■ DESCRIPTION OF THE TASK ■
Search the material for the string "each", then show every line where it turns up.

##### TASK INPUTS

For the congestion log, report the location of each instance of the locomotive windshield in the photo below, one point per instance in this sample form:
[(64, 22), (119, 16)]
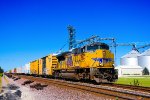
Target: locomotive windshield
[(97, 46)]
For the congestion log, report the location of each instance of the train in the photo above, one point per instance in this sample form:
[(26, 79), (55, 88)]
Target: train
[(94, 62)]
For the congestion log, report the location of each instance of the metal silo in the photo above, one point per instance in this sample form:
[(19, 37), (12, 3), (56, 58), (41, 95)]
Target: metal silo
[(144, 59), (130, 59)]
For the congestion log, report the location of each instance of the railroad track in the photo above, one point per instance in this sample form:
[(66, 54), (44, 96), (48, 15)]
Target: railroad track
[(137, 88), (111, 91)]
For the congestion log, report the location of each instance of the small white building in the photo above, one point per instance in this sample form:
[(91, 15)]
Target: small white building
[(129, 71), (129, 65)]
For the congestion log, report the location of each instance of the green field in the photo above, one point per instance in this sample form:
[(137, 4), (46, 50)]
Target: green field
[(138, 81)]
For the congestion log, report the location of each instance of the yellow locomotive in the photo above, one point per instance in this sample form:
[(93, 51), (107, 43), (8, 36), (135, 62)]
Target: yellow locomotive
[(93, 61)]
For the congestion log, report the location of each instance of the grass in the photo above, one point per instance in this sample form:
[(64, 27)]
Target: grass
[(1, 74), (0, 83), (138, 81)]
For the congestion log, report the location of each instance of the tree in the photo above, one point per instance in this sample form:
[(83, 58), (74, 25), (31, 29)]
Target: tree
[(145, 71), (1, 70)]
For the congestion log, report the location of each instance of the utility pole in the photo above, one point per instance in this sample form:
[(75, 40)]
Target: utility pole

##########

■ RESPONSE ■
For the congestion log, report the location of each instance of the locomotive windshield in the photo below, one point per instance in this sample form:
For the congestion log, report the location of each instance of the train in the photo above, one point per instance in this sample form:
For the congestion log, report the location of each instance of the metal silo in the photo above, one point per instance in this sample form:
For the congestion log, report the location of each instance of the railroad track in the photo above, one point per instance in this sample form:
For the congestion log, report the location of each instance of the small white building in the photo above, one point per instance in this sample form:
For the congestion log, report the location of each instance of the green field in the photo above, one point per instance in this sample form:
For the congestion log, report the location of each instance of the yellow locomotive in the photo above, one point per instance in this sample form:
For the congestion log, report the location of each instance of the grass in the photo above, one point per instance in this sample form:
For the congestion log, report the location of each instance of the tree in the photo above, one point per instance in this sample form:
For the congestion log, report the location of each instance of the utility pole in the photo above, one point per instance in this sample form:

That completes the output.